WHAT YOU ARE ASKED TO DO
Within the data that follows, set down exactly the lines from the one containing "In this exercise you will mark each instance of the shadowed" through the one containing "In this exercise you will mark each instance of the hazy", both ends included.

RECORDS TO PROCESS
BEGIN
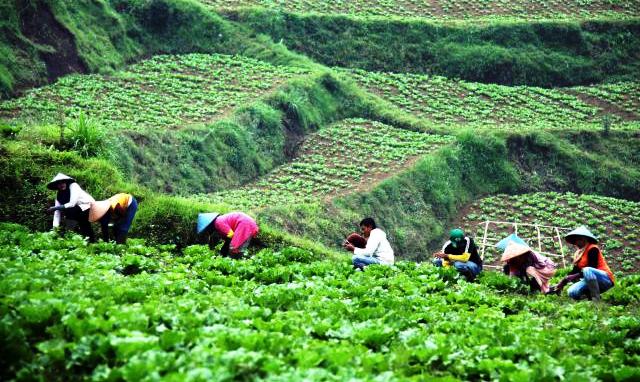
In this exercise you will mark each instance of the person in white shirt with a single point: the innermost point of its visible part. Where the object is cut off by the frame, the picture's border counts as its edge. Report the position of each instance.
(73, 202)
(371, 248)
END
BEGIN
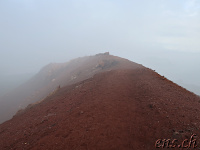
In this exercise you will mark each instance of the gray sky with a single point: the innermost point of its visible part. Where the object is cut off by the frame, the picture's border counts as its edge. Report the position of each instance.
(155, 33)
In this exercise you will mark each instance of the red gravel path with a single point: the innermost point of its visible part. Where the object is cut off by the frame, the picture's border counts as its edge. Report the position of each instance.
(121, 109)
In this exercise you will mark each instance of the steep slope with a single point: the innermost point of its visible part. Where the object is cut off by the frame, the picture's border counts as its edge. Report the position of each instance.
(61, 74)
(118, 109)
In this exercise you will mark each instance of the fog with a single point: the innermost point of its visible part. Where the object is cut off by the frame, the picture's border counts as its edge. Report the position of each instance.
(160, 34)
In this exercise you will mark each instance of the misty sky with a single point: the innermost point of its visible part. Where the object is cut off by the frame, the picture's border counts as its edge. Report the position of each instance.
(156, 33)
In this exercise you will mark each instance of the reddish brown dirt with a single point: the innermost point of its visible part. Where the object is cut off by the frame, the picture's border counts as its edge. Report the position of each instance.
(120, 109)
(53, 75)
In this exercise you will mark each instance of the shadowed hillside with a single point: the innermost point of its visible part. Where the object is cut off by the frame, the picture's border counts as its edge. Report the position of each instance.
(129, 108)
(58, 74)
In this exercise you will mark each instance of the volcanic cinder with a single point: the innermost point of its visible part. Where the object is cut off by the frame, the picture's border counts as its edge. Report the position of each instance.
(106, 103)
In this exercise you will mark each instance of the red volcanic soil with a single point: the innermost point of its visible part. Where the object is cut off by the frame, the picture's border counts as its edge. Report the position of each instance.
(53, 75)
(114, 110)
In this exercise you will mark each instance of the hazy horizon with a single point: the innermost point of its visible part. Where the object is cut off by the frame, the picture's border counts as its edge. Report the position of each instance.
END
RESULT BELOW
In this exercise you will mark each instance of the shadowed hillside with a single point: the innermost point of its visible part. Where the object is cut off by the frame, the picture's border counts as its edge. Report the position of each instance.
(129, 108)
(58, 74)
In this exercise you will mark each instance of the volcanic cinder with a single point: the innermost point of its visible part. Where the object is cut off by the frame, the picture's border counts as its edge. Report the position of each instance.
(106, 103)
In this exercise you will mark each instance of the red volcanic soil with a single point: the innermost point of its visible part. Where the object is cut off by the frame, the picture's border counts as its edge. Report the position of each instance.
(53, 75)
(114, 110)
In this exercise you will mark each instance of the hazy horizon with a single point: the innermost point of its visible part. Where the object is cut off by the frame, the picture's border counts as its edge. Report the position of each instance.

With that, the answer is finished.